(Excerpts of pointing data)
— Begin —

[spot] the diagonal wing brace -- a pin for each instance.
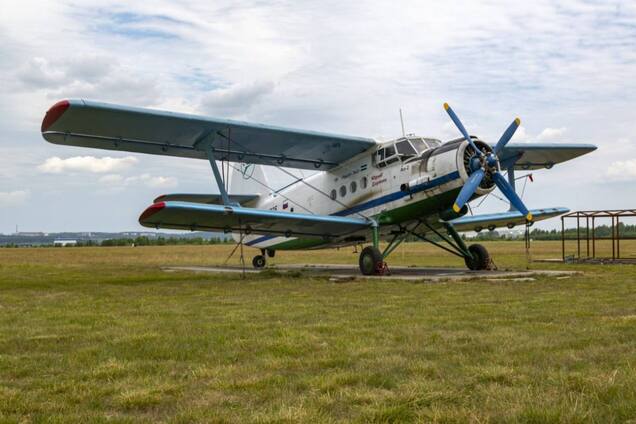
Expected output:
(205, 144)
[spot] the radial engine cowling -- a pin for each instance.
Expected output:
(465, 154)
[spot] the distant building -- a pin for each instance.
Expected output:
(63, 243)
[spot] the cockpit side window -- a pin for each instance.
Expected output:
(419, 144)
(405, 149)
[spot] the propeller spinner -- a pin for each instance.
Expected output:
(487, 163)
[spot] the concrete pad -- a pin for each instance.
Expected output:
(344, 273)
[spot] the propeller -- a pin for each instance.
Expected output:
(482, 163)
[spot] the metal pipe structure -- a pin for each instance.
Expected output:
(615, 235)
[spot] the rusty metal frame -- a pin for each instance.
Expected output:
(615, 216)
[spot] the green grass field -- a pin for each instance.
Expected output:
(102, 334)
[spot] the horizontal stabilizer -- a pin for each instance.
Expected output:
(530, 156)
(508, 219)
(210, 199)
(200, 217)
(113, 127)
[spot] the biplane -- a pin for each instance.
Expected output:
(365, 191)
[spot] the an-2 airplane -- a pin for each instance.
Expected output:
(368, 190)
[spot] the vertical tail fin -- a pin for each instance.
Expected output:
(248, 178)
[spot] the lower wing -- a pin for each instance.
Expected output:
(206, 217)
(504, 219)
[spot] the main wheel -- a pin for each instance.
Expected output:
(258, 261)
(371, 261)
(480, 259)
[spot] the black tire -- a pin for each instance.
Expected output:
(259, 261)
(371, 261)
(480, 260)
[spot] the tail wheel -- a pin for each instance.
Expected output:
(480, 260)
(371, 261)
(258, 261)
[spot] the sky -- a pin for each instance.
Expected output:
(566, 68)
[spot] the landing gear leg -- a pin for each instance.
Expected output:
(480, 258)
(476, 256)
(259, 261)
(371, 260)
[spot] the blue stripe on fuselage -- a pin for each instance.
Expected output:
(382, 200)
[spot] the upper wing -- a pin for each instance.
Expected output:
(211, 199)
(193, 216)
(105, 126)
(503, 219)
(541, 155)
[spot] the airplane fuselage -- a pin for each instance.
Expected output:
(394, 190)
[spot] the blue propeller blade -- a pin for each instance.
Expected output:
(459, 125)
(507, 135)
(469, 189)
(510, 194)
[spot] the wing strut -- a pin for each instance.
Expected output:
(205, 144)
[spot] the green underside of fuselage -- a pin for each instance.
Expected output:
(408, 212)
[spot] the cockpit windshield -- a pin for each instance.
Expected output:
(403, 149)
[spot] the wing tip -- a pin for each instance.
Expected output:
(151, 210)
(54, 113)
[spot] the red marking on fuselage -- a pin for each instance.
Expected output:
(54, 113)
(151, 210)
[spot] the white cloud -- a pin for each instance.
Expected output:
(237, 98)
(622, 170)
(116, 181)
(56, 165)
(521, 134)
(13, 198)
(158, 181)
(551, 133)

— End —

To do :: Write out the listing above again, substituting "one pin per match" for "a pin for each instance" everywhere it appears and keeping everything else unchanged. Leave the pictures out.

Result for this exercise ::
[spot] the diagonal wing brace -- one pin per match.
Expected output:
(205, 144)
[spot] the radial engine cowling -- one pin per match.
Expected output:
(465, 154)
[spot] the distant building -- one pin per match.
Expected output:
(63, 243)
[spot] the cockpit side window -- one pin per match.
Expected output:
(419, 144)
(405, 149)
[spot] the propeller spinner -- one pin per match.
Expected output:
(487, 163)
[spot] the concrete pad -- one pin per match.
Expected output:
(344, 273)
[spot] the propeller -- one pin per match.
Expected output:
(482, 163)
[spot] the metal pipe structure -- one pin per match.
Expected output:
(615, 235)
[spot] the rusty metal frame -- one pin per match.
Expected output:
(615, 216)
[spot] the green grass field -- one pin per match.
Expected output:
(102, 334)
[spot] the horizontal stabilizer -- one pin per match.
Expected output:
(530, 156)
(508, 219)
(210, 199)
(200, 217)
(113, 127)
[spot] the biplane -- one pin per match.
Expected output:
(365, 191)
[spot] the an-2 airplane -- one pin per match.
Expected output:
(368, 190)
[spot] the vertical tail fin -- one pin per match.
Expected output:
(248, 178)
[spot] the lower wing -- one pin per match.
Expected output:
(206, 217)
(504, 219)
[spot] the main wheel -- one pin per match.
Expected output:
(258, 261)
(371, 261)
(480, 259)
[spot] the black tire -- one pin per match.
Expected output:
(259, 261)
(371, 261)
(480, 260)
[spot] the tail wheel -- one pin per match.
Expected output:
(480, 260)
(371, 261)
(258, 261)
[spot] the sky -- one pin per match.
Expected output:
(566, 68)
[spot] the landing gear leg -- one pin per match.
Expected output:
(480, 258)
(476, 256)
(259, 261)
(371, 260)
[spot] the blue stripe on fuselage -- one pin per match.
Expected output:
(382, 200)
[spot] the upper wing -- one pin per match.
Expected output:
(211, 199)
(193, 216)
(105, 126)
(503, 219)
(541, 155)
[spot] the airplane fuselage -- one pin per match.
Expected output:
(394, 190)
[spot] the blue propeller blade -- one pin per match.
Expected output:
(459, 125)
(507, 135)
(469, 189)
(510, 194)
[spot] the wing strut -- one pin per match.
Expected output:
(205, 144)
[spot] the green underside of fuselage -- one pin per match.
Expected output:
(408, 212)
[spot] the cockpit windshield -- one pin per match.
Expected output:
(403, 149)
[spot] the wing tip -- one pin per match.
Expected output:
(151, 210)
(54, 113)
[spot] the red marking on fuselage -- one pin per match.
Expected output:
(54, 113)
(151, 210)
[spot] the white cloud -- one pin per match.
Expected output:
(237, 98)
(622, 170)
(116, 181)
(56, 165)
(521, 134)
(13, 198)
(158, 181)
(551, 133)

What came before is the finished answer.